TRECHO DO DOCUMENTO:
NEM ELES JÁ SE SUPORTAM
Não havia nenhuma especial expectativa em torno do musical norte-americano “Chicago”, recentemente estreado no Teatro Abril, de São Paulo.
Minha geração, domesticada pelos filmes de todos os gêneros, originários dos estúdios do Grande Irmão do Norte, mal tolerava aquelas cantorias todas que sustentavam enredos fraquíssimos e histórias esquecíveis já à saída do cinema. Claro, havia as gloriosas exceções como Cantando na Chuva, com um encharcado Gene Kelly ( ou seria Fred Astaire?) bobamente apaixonado e dançando sozinho com seu guarda- chuva, até trepando e rodopiando em poste baixo. De modo geral, detestávamos os musicais.
Mas por este ou aquele motivo, inclusive o de aproveitar um crédito de espetáculo perdido que me concedera o bom Tony Lourenço, lá fomos minha mulher e eu, sábado passado, 22, contribuir para mais uma vitória do capitalismo selvagem, presente sempre e em todos os setores das atividades desenvolvidas pelos chamados ianques.

Entradas salvas:
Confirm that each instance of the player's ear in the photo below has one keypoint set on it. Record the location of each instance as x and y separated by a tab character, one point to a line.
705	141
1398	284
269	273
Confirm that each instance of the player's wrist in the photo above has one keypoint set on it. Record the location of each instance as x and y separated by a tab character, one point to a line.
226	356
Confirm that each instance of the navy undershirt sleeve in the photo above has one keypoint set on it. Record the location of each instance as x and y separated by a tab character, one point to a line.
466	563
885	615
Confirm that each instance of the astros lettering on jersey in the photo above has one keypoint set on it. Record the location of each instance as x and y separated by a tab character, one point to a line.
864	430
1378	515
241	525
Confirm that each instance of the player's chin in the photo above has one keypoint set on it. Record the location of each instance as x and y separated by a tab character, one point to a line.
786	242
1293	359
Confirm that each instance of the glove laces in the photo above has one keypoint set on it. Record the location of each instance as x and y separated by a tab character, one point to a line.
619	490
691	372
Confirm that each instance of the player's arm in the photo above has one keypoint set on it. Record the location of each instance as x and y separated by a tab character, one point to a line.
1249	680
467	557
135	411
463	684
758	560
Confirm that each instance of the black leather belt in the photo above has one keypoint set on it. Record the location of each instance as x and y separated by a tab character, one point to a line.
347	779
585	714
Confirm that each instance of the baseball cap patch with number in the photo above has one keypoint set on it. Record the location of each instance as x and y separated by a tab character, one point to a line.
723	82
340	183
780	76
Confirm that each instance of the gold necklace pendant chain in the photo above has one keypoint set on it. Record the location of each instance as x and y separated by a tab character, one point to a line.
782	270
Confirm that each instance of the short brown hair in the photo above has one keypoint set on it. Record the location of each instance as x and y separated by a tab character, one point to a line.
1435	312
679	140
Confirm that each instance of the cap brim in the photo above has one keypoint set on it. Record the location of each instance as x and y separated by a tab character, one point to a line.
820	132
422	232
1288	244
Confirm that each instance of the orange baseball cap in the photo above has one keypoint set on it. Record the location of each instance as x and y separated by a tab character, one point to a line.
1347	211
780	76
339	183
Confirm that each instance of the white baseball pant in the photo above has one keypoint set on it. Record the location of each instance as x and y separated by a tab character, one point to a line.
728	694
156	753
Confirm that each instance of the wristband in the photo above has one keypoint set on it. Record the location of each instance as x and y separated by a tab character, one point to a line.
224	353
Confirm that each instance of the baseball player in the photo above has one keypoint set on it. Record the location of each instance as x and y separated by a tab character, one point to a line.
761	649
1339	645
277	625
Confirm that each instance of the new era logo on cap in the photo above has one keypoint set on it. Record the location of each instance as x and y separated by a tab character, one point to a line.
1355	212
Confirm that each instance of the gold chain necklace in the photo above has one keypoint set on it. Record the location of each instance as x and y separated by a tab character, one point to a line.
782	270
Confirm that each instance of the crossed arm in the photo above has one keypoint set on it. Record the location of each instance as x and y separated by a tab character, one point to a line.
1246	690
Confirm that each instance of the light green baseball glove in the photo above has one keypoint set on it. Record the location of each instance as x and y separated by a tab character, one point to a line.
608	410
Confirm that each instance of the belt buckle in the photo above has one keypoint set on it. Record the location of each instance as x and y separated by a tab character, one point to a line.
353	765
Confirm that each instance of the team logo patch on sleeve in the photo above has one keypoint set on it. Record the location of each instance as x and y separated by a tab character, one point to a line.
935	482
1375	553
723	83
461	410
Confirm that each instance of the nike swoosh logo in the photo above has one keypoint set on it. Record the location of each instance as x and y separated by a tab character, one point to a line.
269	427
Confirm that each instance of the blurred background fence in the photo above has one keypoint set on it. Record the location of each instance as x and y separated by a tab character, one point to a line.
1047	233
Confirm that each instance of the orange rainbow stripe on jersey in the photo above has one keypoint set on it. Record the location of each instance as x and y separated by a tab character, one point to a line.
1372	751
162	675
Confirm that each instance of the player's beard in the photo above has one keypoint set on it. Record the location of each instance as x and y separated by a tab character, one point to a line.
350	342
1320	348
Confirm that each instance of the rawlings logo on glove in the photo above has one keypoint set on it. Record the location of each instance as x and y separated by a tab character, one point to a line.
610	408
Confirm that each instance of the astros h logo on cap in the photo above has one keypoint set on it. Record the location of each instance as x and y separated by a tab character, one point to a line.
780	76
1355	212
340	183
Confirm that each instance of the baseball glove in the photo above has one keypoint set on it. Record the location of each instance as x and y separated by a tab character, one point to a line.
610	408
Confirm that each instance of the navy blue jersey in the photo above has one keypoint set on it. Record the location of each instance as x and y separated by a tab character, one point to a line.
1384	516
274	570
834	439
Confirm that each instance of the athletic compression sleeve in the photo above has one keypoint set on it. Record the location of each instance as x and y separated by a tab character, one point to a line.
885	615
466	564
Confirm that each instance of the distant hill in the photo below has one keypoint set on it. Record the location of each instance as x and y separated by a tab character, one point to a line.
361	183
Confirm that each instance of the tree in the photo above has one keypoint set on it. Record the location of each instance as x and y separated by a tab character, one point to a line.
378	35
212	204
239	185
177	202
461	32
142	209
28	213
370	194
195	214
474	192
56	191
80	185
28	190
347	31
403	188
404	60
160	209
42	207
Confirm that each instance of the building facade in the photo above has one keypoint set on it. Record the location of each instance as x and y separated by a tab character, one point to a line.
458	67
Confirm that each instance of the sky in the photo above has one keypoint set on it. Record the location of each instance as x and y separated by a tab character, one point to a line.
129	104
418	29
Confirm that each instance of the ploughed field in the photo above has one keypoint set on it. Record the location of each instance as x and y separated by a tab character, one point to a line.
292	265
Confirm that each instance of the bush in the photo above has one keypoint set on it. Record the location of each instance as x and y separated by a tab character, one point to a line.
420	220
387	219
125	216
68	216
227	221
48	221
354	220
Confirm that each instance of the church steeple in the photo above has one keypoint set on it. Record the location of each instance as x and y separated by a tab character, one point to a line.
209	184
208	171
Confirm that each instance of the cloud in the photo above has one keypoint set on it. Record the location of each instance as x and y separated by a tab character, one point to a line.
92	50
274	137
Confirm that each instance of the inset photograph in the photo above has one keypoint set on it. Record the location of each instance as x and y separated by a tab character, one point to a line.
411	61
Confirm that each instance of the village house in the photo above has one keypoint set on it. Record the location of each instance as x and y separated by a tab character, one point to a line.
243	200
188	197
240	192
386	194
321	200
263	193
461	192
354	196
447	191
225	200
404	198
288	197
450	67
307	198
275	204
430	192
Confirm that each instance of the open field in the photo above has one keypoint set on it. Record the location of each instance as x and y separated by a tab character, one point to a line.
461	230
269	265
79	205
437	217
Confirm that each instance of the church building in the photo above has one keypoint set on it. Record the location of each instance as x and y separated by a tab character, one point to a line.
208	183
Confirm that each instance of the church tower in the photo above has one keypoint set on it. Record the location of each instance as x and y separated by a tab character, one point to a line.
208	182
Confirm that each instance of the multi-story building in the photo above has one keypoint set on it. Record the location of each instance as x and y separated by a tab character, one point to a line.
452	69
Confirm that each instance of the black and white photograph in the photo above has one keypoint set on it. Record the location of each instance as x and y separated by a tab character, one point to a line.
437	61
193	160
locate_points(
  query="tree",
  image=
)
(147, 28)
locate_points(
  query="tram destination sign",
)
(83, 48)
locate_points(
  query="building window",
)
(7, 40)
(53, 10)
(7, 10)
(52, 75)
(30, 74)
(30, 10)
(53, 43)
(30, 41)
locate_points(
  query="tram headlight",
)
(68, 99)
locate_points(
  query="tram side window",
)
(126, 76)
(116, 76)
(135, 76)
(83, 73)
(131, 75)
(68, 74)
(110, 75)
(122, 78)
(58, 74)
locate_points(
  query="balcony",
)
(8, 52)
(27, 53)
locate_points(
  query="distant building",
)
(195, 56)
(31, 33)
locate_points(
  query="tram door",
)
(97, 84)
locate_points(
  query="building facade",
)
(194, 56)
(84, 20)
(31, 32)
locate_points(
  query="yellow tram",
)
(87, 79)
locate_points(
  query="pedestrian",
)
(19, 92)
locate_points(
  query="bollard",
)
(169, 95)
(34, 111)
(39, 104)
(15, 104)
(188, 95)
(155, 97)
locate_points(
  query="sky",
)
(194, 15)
--
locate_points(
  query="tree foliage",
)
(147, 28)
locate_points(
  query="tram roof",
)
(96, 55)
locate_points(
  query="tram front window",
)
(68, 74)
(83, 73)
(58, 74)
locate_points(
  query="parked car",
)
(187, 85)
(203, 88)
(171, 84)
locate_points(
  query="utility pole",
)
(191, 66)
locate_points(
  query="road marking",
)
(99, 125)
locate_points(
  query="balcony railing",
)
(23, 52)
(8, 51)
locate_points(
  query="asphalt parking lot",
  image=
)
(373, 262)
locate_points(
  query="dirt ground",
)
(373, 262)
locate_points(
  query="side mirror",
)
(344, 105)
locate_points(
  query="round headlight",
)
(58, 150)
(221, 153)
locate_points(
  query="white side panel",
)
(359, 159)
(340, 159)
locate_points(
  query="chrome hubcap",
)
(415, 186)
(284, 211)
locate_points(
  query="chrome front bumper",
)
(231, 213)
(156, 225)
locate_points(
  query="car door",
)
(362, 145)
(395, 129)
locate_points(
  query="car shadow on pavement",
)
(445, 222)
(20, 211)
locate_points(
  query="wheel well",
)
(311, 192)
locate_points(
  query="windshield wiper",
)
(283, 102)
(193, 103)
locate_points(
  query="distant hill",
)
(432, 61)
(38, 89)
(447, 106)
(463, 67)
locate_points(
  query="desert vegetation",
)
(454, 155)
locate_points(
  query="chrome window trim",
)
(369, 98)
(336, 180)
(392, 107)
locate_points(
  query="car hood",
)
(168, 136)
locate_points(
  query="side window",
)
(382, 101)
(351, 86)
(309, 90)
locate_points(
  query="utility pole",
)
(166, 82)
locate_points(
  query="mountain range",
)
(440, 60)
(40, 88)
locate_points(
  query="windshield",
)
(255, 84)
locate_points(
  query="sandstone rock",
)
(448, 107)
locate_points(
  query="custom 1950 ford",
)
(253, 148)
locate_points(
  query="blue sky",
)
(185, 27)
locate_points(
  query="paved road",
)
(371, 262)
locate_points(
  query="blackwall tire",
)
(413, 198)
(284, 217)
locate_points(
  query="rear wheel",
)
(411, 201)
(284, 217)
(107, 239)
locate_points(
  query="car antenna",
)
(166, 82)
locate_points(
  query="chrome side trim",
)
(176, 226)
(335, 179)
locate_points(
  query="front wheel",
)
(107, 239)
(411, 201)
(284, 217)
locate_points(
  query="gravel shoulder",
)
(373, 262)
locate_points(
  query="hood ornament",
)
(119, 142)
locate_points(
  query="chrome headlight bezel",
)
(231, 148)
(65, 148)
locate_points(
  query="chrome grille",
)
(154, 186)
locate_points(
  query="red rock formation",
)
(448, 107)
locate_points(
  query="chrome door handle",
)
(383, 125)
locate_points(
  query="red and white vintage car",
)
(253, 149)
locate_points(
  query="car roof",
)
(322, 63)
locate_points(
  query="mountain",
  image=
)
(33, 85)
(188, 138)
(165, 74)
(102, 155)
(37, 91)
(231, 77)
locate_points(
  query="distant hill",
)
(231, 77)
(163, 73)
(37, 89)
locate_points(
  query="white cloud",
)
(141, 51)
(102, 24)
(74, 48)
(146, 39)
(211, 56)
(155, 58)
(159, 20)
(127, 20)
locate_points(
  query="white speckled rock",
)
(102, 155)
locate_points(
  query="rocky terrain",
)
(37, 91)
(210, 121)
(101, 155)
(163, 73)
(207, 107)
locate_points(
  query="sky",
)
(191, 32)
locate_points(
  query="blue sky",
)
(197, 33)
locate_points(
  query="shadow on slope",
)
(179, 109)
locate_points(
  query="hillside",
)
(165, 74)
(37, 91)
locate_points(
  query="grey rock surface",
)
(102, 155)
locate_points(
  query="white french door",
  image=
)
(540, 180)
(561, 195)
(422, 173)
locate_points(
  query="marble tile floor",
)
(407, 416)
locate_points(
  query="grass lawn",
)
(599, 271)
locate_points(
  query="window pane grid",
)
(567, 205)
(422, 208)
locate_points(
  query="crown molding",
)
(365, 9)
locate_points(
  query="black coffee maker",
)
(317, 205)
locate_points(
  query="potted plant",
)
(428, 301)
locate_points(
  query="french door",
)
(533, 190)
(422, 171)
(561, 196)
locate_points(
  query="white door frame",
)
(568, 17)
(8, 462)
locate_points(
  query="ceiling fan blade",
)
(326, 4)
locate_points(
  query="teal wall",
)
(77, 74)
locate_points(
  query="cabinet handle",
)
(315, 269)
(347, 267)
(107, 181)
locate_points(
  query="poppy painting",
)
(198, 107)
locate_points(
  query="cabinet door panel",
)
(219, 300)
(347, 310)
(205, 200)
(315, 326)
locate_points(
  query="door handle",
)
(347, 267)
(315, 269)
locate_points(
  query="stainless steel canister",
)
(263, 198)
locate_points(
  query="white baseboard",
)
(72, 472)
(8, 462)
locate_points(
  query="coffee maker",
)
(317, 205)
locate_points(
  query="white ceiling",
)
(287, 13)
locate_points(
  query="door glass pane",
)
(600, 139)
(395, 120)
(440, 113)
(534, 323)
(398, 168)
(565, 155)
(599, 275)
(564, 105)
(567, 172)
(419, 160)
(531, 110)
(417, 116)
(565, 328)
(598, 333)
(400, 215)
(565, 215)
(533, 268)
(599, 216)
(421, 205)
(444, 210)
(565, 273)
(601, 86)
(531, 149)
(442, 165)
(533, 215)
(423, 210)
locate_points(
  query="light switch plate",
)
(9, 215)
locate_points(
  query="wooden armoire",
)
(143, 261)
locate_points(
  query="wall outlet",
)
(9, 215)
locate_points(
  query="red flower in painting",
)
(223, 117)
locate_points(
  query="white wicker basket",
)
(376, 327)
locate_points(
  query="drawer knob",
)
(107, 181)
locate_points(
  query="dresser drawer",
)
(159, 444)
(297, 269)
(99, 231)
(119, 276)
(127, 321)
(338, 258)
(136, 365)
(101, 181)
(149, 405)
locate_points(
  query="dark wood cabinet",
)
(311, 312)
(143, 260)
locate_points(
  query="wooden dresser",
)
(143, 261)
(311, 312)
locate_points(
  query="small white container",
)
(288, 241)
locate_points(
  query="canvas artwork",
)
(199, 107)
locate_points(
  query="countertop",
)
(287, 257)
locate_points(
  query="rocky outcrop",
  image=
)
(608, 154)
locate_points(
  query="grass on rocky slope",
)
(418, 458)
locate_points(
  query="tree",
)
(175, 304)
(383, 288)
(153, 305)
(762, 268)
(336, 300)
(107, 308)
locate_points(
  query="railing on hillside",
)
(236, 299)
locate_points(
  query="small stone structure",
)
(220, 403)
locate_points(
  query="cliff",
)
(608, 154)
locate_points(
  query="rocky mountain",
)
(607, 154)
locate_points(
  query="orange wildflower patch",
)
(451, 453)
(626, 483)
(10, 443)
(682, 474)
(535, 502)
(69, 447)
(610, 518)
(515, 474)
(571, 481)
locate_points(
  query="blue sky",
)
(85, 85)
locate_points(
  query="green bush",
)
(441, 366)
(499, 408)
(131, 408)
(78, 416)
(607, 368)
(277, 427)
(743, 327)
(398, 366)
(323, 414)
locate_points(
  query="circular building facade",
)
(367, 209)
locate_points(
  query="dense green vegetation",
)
--
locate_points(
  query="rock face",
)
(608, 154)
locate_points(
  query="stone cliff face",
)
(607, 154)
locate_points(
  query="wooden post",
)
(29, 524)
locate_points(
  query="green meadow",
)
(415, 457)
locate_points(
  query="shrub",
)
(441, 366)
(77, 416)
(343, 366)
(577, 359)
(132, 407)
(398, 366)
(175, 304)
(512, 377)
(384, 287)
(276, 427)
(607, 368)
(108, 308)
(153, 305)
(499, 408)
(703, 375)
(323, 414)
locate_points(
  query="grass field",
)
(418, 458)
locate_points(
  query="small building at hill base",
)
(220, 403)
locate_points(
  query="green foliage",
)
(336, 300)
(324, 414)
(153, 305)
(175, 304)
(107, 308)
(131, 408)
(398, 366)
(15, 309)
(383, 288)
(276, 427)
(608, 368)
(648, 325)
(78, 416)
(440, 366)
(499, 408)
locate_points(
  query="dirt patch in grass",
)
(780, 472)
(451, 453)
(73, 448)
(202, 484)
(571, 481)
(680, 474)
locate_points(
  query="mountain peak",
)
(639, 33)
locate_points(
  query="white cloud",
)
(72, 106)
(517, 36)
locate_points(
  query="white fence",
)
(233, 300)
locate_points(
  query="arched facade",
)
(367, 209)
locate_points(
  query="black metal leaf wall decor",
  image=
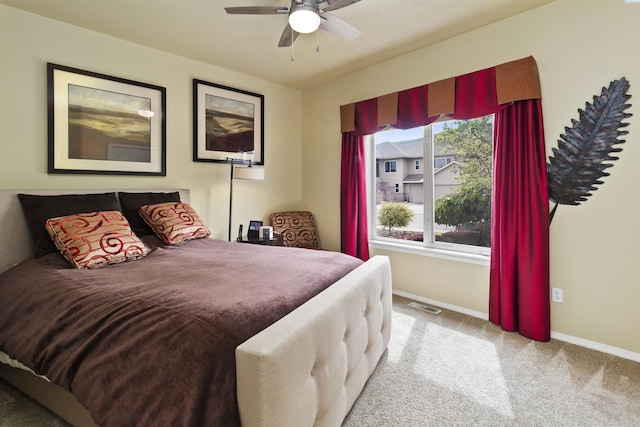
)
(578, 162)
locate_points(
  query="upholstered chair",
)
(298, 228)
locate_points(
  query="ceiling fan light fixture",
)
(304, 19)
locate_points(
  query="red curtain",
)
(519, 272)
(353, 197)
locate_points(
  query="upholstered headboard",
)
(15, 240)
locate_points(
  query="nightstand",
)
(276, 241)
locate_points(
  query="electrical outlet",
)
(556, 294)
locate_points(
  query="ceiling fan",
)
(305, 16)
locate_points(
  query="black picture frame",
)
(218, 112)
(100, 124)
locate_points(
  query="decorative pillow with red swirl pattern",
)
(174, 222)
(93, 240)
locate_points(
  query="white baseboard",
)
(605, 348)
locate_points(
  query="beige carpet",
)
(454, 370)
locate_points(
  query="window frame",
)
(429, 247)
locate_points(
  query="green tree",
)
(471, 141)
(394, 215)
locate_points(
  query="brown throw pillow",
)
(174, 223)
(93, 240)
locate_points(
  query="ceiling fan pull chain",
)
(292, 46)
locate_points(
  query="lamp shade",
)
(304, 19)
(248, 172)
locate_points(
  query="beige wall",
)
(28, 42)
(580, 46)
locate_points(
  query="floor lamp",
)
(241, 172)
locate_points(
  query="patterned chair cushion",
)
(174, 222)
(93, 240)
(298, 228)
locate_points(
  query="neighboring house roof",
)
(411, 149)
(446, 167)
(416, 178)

TAREFA A REALIZAR:
Responda sobre a crônica:
(a) Em que teatro de São Paulo estreou o musical "Chicago"?
(b) Que filme é citado como uma das gloriosas exceções entre os musicais?
(c) Em que dia ocorreu a ida ao espetáculo?
Baseie-se somente na crônica.

SOLUÇÃO DO PROBLEMA:
(a) No Teatro Abril.
(b) Cantando na Chuva.
(c) No sábado passado, dia 22.